Resume the passage on U.S. intelligence and former Nazis after the war, writing on from its final sentence.

_Page extract_:
* BEGIN *

The recruitment of Heinz Felfe, an SS officer who rose through the ranks of West Germany's Gehlen organization to become its counterintelligence chief in 1955 did not only raise questions of ethics, but produced a major security failure. In 1961, Felfe was identified as a Soviet spy who was very familiar with CIA operations in Eastern Europe, which put him in position to sabotage a CIA operations against the KGB base in East Germany. The CIA subsequently estimated that Felfe had compromised 15,000 items

====Handling Nazis outside Germany====
Erhard Dabringhaus, a U.S. Army (CIC) intelligence officer in post-war Germany from 1946 to 1952 (i.e., the year that the OPC clandestine service was brought under CIA control), and later a language professor at Detroit's Wayne State University, was Klaus Barbie's case officer. Dabringhaus said he was ordered to house and pay Barbie, and did inform his command of Barbie's past actions. In 1951, Barbie turned up in Genoa, Italy, before escaping to Bolivia with documents issued by the International Committee of the Red Cross.

* END *

_Data block_:
* BEGIN *

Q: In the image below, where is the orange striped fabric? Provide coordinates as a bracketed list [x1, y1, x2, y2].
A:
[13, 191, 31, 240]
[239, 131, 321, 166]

* END *

_Result below_:
According to Bill Moyers, Barbie worked with ex-Nazi Germans reporting on the Soviets. Once his work was done, the US did not turn him over to the French, but helped him escape, via Italy, to Bolivia. An analysis of Barbie's U.S. Army file, by the IWG, recounted that in May 1949, the French Ministry of Interior pressed the U.S. military government of Germany, HICOG, for Barbie's extradition. The CIC, however, was concerned both that Barbie knew too much about CIC espionage networks, but also about the adverse publicity if it became known he had been recruited. From the HICOG file,

To have exposed BARBIE to interrogation and public trial would not have been in consonance with accepted clandestine intelligence operational doctrine. . . . [H]e was knowledgeable of high level operations and operational procedures, which would have been compromised. Through procedures in effect at that time, BARBIE was therefor [sic] assisted in 1951 in leaving Europe for resettlement. U.S. Army Intelligence has had no further contact with BARBIE subsequent to his departure from Europe.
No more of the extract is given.